The problem:
Pick out every line in the listing below that contains the string "sled" and copy each of those lines.

Data for the task:
***

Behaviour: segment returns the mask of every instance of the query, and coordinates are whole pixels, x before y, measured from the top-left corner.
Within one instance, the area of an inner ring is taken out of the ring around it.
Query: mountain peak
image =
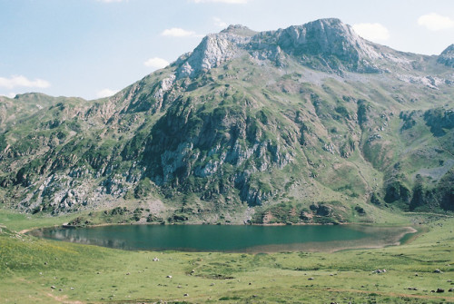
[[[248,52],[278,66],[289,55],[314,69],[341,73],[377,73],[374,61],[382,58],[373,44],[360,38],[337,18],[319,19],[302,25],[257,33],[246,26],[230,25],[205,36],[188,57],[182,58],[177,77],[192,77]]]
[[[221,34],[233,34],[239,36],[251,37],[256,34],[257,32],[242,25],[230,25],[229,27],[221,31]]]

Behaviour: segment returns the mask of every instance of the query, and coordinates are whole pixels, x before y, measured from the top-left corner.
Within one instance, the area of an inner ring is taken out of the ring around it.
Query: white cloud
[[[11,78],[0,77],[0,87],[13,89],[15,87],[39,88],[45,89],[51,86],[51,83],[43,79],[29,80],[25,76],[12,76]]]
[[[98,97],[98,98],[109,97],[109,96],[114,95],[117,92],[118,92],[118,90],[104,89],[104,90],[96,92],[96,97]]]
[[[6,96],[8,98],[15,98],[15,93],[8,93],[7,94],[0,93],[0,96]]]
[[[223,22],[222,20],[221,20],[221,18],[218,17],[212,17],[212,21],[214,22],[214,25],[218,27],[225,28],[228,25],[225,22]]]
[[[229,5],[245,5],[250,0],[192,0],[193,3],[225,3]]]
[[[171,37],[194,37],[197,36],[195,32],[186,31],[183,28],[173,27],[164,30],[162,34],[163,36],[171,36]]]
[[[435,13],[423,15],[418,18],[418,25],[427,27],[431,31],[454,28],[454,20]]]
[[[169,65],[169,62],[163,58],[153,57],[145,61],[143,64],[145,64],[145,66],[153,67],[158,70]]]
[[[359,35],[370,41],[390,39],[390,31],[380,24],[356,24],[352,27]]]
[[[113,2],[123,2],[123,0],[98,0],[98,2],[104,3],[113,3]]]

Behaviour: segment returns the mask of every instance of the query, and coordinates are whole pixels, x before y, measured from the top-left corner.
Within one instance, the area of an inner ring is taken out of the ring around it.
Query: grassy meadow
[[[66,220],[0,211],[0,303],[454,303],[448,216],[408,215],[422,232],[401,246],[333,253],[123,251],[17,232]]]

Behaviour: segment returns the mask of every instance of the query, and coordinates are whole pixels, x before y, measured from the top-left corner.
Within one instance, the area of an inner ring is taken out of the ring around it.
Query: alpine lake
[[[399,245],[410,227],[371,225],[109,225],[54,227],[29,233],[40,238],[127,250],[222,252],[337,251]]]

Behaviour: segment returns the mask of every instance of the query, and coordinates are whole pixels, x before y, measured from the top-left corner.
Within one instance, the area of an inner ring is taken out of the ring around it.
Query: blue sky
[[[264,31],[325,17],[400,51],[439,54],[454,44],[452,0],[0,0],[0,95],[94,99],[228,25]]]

***

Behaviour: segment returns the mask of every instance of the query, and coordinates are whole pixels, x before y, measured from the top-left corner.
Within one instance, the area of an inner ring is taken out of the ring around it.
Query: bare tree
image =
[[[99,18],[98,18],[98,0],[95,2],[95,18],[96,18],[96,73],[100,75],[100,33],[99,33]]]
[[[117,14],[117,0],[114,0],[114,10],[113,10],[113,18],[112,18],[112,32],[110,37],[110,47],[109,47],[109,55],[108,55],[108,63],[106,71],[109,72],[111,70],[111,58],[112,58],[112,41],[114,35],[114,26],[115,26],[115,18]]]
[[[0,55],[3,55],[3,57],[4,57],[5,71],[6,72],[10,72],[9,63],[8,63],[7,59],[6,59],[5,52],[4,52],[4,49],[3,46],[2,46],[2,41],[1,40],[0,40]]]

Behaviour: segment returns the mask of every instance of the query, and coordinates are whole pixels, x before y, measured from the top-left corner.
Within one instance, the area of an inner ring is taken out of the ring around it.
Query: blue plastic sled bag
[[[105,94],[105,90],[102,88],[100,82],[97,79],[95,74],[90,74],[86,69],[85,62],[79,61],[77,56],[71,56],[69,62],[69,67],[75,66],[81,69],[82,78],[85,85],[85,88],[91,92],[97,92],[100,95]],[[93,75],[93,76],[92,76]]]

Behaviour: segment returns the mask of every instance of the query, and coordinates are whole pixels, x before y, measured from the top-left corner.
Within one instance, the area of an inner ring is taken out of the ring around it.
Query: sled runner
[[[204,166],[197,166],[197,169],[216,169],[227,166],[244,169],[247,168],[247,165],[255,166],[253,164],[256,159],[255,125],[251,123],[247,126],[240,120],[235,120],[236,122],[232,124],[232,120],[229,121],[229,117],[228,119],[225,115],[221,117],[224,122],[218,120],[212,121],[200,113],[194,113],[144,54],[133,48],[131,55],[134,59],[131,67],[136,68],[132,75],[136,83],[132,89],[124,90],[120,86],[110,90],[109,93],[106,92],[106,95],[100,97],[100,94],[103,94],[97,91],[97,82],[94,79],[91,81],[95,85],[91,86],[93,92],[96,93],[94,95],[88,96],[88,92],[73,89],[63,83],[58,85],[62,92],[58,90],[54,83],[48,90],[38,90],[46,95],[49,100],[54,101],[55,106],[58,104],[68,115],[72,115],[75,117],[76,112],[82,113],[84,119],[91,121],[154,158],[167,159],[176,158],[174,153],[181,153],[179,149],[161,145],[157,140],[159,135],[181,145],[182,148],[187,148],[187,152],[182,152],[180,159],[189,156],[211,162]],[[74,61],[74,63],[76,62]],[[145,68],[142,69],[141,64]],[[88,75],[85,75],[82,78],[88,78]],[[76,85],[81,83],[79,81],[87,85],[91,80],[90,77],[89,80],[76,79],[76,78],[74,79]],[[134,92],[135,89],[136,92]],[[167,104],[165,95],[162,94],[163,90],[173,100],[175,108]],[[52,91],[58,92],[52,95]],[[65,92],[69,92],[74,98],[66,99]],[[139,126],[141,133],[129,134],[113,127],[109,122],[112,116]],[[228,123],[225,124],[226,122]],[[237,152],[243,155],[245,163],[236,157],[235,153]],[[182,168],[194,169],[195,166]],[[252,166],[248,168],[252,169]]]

***

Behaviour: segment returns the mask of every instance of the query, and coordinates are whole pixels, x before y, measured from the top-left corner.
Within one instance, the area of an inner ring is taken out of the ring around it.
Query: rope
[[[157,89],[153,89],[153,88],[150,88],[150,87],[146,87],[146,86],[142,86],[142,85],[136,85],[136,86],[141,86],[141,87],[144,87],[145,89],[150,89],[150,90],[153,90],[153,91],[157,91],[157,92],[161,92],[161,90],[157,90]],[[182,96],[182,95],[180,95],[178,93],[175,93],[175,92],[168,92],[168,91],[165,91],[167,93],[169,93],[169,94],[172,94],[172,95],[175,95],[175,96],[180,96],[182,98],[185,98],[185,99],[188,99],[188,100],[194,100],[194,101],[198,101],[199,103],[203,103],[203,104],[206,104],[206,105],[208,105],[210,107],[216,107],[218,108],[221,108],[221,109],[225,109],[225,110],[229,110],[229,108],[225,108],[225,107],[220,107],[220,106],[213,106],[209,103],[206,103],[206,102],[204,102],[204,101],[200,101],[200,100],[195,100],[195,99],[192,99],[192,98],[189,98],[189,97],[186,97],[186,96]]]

***

Exercise output:
Query: blue plastic sled bag
Query: sled runner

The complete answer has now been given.